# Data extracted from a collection

'''

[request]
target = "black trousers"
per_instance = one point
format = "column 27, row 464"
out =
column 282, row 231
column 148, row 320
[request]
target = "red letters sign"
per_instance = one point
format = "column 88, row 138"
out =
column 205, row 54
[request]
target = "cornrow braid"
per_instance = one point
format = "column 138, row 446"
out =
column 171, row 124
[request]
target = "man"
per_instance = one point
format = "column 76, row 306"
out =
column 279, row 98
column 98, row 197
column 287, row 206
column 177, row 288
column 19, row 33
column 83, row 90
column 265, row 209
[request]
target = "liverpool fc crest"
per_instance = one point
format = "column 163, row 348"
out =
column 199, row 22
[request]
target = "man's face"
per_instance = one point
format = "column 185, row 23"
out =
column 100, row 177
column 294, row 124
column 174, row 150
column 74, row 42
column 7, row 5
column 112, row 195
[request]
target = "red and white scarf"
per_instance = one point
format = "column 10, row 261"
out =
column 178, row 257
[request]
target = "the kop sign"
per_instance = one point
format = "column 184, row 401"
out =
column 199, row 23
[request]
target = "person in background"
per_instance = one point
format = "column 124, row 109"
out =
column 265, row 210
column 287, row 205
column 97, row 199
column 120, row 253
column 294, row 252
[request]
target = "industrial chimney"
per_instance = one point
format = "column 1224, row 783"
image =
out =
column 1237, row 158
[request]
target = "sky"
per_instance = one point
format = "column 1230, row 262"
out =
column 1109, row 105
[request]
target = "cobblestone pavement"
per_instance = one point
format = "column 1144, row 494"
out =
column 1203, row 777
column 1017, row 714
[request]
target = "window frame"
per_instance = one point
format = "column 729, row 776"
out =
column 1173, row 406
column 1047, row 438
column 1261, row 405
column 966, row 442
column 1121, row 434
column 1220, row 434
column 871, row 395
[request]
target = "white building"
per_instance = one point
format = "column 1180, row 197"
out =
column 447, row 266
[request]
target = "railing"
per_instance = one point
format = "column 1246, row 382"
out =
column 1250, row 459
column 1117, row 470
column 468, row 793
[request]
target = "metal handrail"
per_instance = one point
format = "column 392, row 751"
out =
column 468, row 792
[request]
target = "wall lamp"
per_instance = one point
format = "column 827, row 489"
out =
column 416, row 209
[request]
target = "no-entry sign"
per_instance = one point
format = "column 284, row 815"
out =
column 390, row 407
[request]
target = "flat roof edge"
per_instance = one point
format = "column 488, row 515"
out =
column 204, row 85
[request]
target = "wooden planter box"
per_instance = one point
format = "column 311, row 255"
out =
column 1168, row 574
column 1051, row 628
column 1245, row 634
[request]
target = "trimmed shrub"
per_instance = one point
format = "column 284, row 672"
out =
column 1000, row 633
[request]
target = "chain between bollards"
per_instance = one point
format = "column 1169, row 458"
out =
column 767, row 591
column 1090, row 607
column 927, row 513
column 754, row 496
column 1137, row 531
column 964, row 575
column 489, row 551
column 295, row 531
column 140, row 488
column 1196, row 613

'''

# WRITTEN REQUEST
Copy the records above exactly.

# RESPONSE TO THE TASK
[request]
target = "black trousers"
per_instance = one point
format = "column 27, row 464"
out =
column 282, row 231
column 148, row 320
[request]
target = "red letters sign"
per_instance = one point
format = "column 88, row 138"
out =
column 205, row 54
[request]
target = "cornrow braid"
per_instance = one point
format = "column 138, row 446"
out =
column 171, row 124
[request]
target = "man"
per_instance = one point
format = "column 76, row 306"
out =
column 279, row 98
column 98, row 197
column 287, row 206
column 177, row 288
column 19, row 33
column 83, row 90
column 265, row 209
[request]
target = "liverpool fc crest"
per_instance = one point
format = "column 163, row 348"
out =
column 199, row 22
[request]
target = "man's face"
per_instance = one point
format = "column 185, row 23"
out =
column 100, row 177
column 294, row 124
column 174, row 150
column 74, row 42
column 7, row 5
column 112, row 195
[request]
target = "red and white scarf"
per_instance = one point
format = "column 10, row 261"
out =
column 178, row 257
[request]
target = "the kop sign"
per_instance = one point
format = "column 184, row 401"
out =
column 199, row 23
[request]
target = "person in background"
per_instance = one point
format = "column 124, row 109"
out =
column 265, row 210
column 287, row 205
column 97, row 199
column 120, row 253
column 294, row 252
[request]
target = "industrial chimney"
per_instance = one point
format = "column 1224, row 783"
image =
out =
column 1237, row 158
[request]
target = "sky"
per_instance = one point
format = "column 1230, row 262"
out =
column 1109, row 105
[request]
target = "cobblestone pavement"
per_instance = one point
format = "column 1144, row 494"
out =
column 1203, row 777
column 1017, row 714
[request]
target = "window frame"
per_instance = one point
format = "column 729, row 776"
out =
column 1173, row 406
column 1047, row 438
column 1261, row 405
column 966, row 442
column 1121, row 434
column 1220, row 434
column 871, row 395
[request]
target = "white building"
per_instance = one point
format = "column 1180, row 197"
out =
column 447, row 266
[request]
target = "railing"
per_instance = one point
format = "column 1246, row 382"
out =
column 1250, row 459
column 1117, row 470
column 468, row 793
[request]
target = "metal handrail"
per_instance = one point
format = "column 392, row 751"
out =
column 468, row 792
[request]
target = "wall lamp"
per_instance = one point
format = "column 827, row 489"
out =
column 416, row 209
[request]
target = "no-entry sign"
per_instance = one point
format = "column 284, row 815"
out =
column 390, row 407
[request]
target = "flat roof edge"
per_instance = one point
format = "column 488, row 515"
out =
column 204, row 85
[request]
target = "wooden planter box"
per_instance = one point
format = "column 311, row 255"
out =
column 1168, row 574
column 1051, row 628
column 1245, row 634
[request]
target = "trimmed shrub"
per_instance = one point
format = "column 284, row 672"
out =
column 1000, row 633
[request]
target = "chain between bollards"
per_instance = one point
format = "column 1169, row 458"
out =
column 767, row 591
column 1090, row 607
column 927, row 513
column 754, row 496
column 1137, row 531
column 964, row 575
column 489, row 551
column 295, row 531
column 140, row 488
column 1196, row 613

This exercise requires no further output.